■ **DOCUMENT SEGMENT**
Also note that if you're going to then be taking the greyscale and 'doing stuff' with it, it might be more efficient to store the data in a format that matches the algorithms and the hardware: e.g. float.  For kernels that do 1 bit of work on a single pixel, the conversion overheads (and necessary clamping and so on) can be quite onerous, not to mention the loss of precision.  But obviously that depends on your application.

0 Likes

If your using VLIW the compiler will probably pack the instructions pretty well regardless if you use vector operations...however accessing individual bytes at a time isn't efficient (it will be cached and the compiler may do a good job, but it isn't guaranteed)....but that's the problem working with unaligned data. Put it through KernelAnalyzer to get an idea of the performance. Anyway, to say if it's efficient or not is probably abit mute as I imagine this is a test case and the whole thing could be performed faster on the host.

one thing I noticed in the last line of code you convert data[] to (int) and then multiply it by a double precision floating point value (unless the compiler is converting 0.71 to 0.71f, in which case single precision) and the back again to an int. A better way would be to keep it as ints (on Cayman for instance, float<->int conversions can only be performed on T-vector afaik and thus reduce performance significantly):

int average = convert_int(data[indexIn])*4588 + convert_int(data[indexIn+1])*46531 + convert_int(data[indexIn+2])*12763;

          output[indexOut] = convert_uchar(average >> 16);

antzrhere
Adept III

...just a note on my last post - I just read on Southern Islands integer multiplication is 1/4 of SP multiplication, so depending on your hardware it may work quicker converting to floats (i.e. floats on Southern Island based chips, but possibly use ints on Cayman chips)... however then it all depends on how quickly float<->int is performed on Southern islands  - the best bet is to test it with kernel analyzer.

0 Likes

What about using the amd media ops pack/unpack stuff?  Is that accessing instructions not otherwise used in the compilation, or are they just helper macros?

And you don't need a full 32-bit multiply for 8-bit values either, using the mul24 stuff would suffice, e.g. it could used fixed point and avoid the format conversion.

At one point I decided that I was better of using images for pixel data as it gives you the format conversion 'for free' (and also allows the same code to work with different data formats more easily, e.g. the storage might only be 8 bit), and just coding everything in floats (i'm a fan of fixed point, but it does get tedious).  Although using images comes with it's own performance costs and issues which affect algorithmic choice.

Thank you both for your inputs. Your suggestions will be pretty soon very helpful. Until now i was concerned to make it work whatever the efficiency. I have some more kernels to write because at the end I want to make a basic motion detection app (for a project at school) so later on efficiency will definitely be a concern, but until then I have to master some more basic knowledge .

■ **GIVEN REQUEST**
Carry on the forum thread on greyscale kernel efficiency after its last post. The rows have nothing to do with the forum thread on greyscale kernel efficiency.

■ **EXTRACTED DATA**
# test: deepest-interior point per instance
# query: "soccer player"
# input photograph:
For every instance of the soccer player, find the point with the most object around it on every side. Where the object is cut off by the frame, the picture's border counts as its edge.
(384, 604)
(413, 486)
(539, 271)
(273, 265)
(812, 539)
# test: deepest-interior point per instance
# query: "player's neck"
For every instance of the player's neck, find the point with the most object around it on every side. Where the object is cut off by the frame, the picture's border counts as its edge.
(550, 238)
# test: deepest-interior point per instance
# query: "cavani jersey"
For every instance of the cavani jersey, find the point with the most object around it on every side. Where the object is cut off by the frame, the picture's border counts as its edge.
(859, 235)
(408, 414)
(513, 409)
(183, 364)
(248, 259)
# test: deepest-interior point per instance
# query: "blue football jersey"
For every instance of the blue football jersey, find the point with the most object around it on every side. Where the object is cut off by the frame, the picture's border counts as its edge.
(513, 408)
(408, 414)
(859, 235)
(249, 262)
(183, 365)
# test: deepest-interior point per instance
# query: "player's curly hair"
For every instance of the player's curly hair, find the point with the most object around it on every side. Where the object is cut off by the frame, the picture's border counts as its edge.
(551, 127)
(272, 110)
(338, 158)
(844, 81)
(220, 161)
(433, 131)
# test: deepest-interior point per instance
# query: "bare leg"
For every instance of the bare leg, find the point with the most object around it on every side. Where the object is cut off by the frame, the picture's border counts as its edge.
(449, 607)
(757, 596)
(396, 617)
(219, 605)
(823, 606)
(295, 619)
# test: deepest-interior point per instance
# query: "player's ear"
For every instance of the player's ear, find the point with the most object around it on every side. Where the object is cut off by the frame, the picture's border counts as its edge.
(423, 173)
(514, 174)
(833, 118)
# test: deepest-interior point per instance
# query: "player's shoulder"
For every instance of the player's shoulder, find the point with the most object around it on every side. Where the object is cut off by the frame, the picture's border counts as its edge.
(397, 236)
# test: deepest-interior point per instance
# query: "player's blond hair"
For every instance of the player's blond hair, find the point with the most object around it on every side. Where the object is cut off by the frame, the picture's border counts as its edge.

■ **EXERCISE OUTPUT**
0 Likes

If your planning to do some heavy image manipulation/detection stuff then I suggest you move to 2d images instead of buffers as caching will be more efficient for 2D lookups, plus as notzed said you get free image conversion to floats. However, I'm quite sure 24bit RGB is not supported for images leaving you with either 16bit RGB or 32bit RGBA. I know you may have to do some conversion host side, but if the kernel is quite computationally intensive, you will see the performance benefits from doing it this way (as opposed to a simple greyscale conversion which is probably PCIe transfer limited). That or reading blocks of the image into __local memory and reading from that to limit global memory access - but this may not fit your problem, whereas the image approach is more flexible.

0 Likes

I was going to say..if you implement a simple RGB to RGBA conversion host side now (very simple) and start using 2d images early on (i.e. now) it will speed your coding/development up alot as read_image / write_image functions are much more friendly and efficient than buffers for image manipulation and are is more readable. Will also save you doing it later when you have a lot more code to change...just a thought

0 Likes

Definitely I'm gonna switch now for the 2D-image structure. i was using buffers only to get a grasp on the technology...and it was quite useful if only for this discussion, and you input about data alignment;

Thanks again!

0 Likes

Hello Wheedle,

would you mind sharing your code? I'm trying to load images using openCV for processing them with OpenCL and I'm having some problems.

Thanks in advance!

Martin.

0 Likes

Hey mpineyro,

The code is actually in my original post. Here it is in a clearer manner (I hope):

Get the image:

IplImage* frame = cvLoadImage("D:\\Special Folders\\Pictures\\SamplePictures\\JellyfishS.jpg");

Create the output image (empty):

IplImage * op_data = cvCreateImage(cvSize(frame->width,frame->height),frame->depth,1);

Get the sizes of the two images:

size_t mem_size = (size_t)frame->imageSize; //return the size of the image in bytes

size_t outputSize = (size_t)op_data->imageSize;

Then create the input and output buffer:

cl_mem data = clCreateBuffer(context, CL_MEM_READ_ONLY | CL_MEM_COPY_HOST_PTR, mem_size, (void*)frame->imageData, &ciErrNum);


Now my original image is copied in the buffer, thanks to the flag (CL_MEM_COPY_HOST_PTR); and because I passed the imageData pointer of frame as parameter.

The output buffer (nothing special):

cl_mem output = clCreateBuffer(context,CL_MEM_WRITE_ONLY,outputSize,NULL,&ciErrNum);

I read back the result like that:

status = clEnqueueReadBuffer(queue, output, CL_TRUE,0, outputSize,

(void*) op_data->imageData , NULL, NULL, NULL);

  I pass the imageData pointer of the output image to the function clEnqueueReadBuffer

Hope it'll help!

0 Likes

Hey Wheedle, thanks for your answer:

I used the code you included on your original post, but I can't get it to work. Right now I get a completly black output image when I run the code. As there are no building errors and no excecution errors I'm kind of lost.

I was asking for the complete code for checking if I'm creating the context  and passing the image data to the queue properly (the code I used for the context creation was extracted from the "template" sample of AMD SDK).

It would be of great help if you could post your entire cpp file so I can have a look at it.

Thanks!

Martin

0 Likes

Hey Ok sure I can do that as soon as I'm home (I'll need to clean it up a lot though cause it's just a testing file where I put a lot of c**p ).

But if you have no errors (provided you did what's required to catch them) I'd say to check the kernel and especially the way you assign the memory addresses a work-item should work on (I had once a black screen also because I was creating a 2D index space but my logic to access the right elements in the buffer was flawed because only in 1D ).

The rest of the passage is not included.